FIELD OF THE INVENTION

The present invention relates to an active D pillar and spoiler for a rear lift gate.

BACKGROUND OF THE INVENTION

“Spoilers” are known for use in vehicles for providing aerodynamic and styling benefits to various vehicles. In SUV type vehicles the spoiler is typically provided at the upper lift gate area where it is either attached to the roof or to the top of the lift gate of this type of vehicle.

The use of spoilers on SUV type vehicles reduces turbulent air at the back area of SUV's, thereby reducing coefficient of drag (Cd) and improves fuel economy. Static rear spoilers have been implemented to reduce drag but do not provide any adjustability due to their static nature. The present invention seeks to provide an active rear horizontal spoiler used in combination with a static rear spoiler to create a dimensionally adjustable horizontal flow passage with added benefits. The present invention also seeks to provide active D pillar winglets that are contained within the lift gate and move between retracted and extended position, which in combination with an active horizontal spoiler provides further added aerodynamic benefits.

SUMMARY OF THE INVENTION

An active aerodynamic assembly that includes a lift gate having a rear glass with a forward side and a reward side. An inner panel of the lift gate is located forward of the rear glass and an outer panel is connected to the inner panel. When the outer panel and inner panel are connected a cavity is formed between two panels. An aperture is formed on the outer panel and provides access to the cavity. A frame is connected to the lift gate within the cavity. The frame has a plurality of tracks formed on the frame such that the plurality of tracks are parallel to each other and extend along a deployment axis of the frame. There is a spoiler slidably connected to the frame and moveable along the deployment axis between a stowed position and a deployed position. At least one coupler link is connected between the spoiler and one of the plurality of tracks of the frame. The coupler link is driven by the actuator along one of the plurality of tracks of the frame.

● Aim
Can you return the lift gate spoiler excerpt above in full, word for word?

● Data records
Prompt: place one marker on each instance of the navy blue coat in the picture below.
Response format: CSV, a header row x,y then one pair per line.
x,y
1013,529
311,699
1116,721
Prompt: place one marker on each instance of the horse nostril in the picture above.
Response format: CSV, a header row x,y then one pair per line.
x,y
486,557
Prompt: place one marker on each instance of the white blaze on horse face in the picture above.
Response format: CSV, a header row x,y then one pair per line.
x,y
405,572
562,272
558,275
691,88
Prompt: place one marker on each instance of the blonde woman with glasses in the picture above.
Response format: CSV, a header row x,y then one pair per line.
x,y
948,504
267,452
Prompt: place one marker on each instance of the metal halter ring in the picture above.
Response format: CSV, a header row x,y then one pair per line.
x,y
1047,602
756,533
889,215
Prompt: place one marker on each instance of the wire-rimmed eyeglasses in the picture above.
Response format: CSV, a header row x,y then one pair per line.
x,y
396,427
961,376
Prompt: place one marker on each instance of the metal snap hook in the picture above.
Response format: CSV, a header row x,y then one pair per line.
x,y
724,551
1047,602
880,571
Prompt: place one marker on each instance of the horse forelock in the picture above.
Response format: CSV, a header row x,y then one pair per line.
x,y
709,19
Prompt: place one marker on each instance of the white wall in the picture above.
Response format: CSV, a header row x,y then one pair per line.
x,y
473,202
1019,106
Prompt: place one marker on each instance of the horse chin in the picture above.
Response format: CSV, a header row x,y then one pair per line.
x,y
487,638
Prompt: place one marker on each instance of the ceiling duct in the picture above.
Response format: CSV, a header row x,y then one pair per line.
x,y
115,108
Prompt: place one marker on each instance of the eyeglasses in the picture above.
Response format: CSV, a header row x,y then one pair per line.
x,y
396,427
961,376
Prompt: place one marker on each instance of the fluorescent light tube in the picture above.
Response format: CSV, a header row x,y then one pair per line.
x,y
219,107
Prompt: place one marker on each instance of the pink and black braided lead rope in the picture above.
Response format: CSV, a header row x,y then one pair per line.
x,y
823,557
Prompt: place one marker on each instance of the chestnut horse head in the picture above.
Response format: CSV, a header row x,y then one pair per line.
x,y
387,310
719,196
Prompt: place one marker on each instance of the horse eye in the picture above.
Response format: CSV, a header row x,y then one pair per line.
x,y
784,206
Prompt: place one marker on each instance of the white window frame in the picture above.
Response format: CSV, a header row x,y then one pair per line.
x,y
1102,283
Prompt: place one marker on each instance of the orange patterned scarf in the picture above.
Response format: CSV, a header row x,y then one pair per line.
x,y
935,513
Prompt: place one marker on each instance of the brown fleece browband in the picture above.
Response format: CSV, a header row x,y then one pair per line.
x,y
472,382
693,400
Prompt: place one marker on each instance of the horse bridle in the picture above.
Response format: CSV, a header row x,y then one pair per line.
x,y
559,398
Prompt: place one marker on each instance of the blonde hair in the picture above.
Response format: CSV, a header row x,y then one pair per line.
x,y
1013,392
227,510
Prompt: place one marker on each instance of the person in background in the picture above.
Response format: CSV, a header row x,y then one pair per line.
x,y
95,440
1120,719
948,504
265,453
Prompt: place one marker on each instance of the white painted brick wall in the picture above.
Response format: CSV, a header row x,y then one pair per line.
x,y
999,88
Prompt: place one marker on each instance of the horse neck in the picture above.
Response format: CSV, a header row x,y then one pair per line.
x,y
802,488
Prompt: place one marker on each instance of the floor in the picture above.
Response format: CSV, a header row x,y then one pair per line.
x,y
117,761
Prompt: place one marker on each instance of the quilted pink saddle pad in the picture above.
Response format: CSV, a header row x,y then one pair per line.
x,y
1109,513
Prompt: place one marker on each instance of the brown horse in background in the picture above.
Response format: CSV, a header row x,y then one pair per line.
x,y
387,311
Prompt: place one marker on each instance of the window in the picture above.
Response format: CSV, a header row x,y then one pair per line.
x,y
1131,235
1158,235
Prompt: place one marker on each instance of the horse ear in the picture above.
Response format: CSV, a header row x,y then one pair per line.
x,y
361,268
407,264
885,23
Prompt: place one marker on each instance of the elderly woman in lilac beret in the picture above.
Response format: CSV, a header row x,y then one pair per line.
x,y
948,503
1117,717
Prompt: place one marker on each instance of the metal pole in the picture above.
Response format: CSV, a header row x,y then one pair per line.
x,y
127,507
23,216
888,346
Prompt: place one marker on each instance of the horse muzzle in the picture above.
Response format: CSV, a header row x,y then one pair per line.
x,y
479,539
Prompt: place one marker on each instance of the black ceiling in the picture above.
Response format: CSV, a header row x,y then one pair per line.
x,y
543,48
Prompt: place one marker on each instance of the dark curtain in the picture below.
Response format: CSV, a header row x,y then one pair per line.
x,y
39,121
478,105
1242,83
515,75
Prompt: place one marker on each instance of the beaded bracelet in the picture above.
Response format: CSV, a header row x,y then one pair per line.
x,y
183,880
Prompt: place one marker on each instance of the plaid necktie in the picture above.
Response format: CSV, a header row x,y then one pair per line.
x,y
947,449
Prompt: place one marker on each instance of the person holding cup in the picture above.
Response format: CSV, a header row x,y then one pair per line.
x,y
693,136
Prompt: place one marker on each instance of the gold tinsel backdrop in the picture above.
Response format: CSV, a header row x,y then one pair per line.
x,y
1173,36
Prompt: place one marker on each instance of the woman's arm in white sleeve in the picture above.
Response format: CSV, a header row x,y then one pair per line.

● Solution for this task
FIELD OF THE INVENTION

The present invention relates to an active D pillar and spoiler for a rear lift gate.

BACKGROUND OF THE INVENTION

“Spoilers” are known for use in vehicles for providing aerodynamic and styling benefits to various vehicles. In SUV type vehicles the spoiler is typically provided at the upper lift gate area where it is either attached to the roof or to the top of the lift gate of this type of vehicle.

The use of spoilers on SUV type vehicles reduces turbulent air at the back area of SUV's, thereby reducing coefficient of drag (Cd) and improves fuel economy. Static rear spoilers have been implemented to reduce drag but do not provide any adjustability due to their static nature. The present invention seeks to provide an active rear horizontal spoiler used in combination with a static rear spoiler to create a dimensionally adjustable horizontal flow passage with added benefits. The present invention also seeks to provide active D pillar winglets that are contained within the lift gate and move between retracted and extended position, which in combination with an active horizontal spoiler provides further added aerodynamic benefits.

SUMMARY OF THE INVENTION

An active aerodynamic assembly that includes a lift gate having a rear glass with a forward side and a reward side. An inner panel of the lift gate is located forward of the rear glass and an outer panel is connected to the inner panel. When the outer panel and inner panel are connected a cavity is formed between two panels. An aperture is formed on the outer panel and provides access to the cavity. A frame is connected to the lift gate within the cavity. The frame has a plurality of tracks formed on the frame such that the plurality of tracks are parallel to each other and extend along a deployment axis of the frame. There is a spoiler slidably connected to the frame and moveable along the deployment axis between a stowed position and a deployed position. At least one coupler link is connected between the spoiler and one of the plurality of tracks of the frame. The coupler link is driven by the actuator along one of the plurality of tracks of the frame.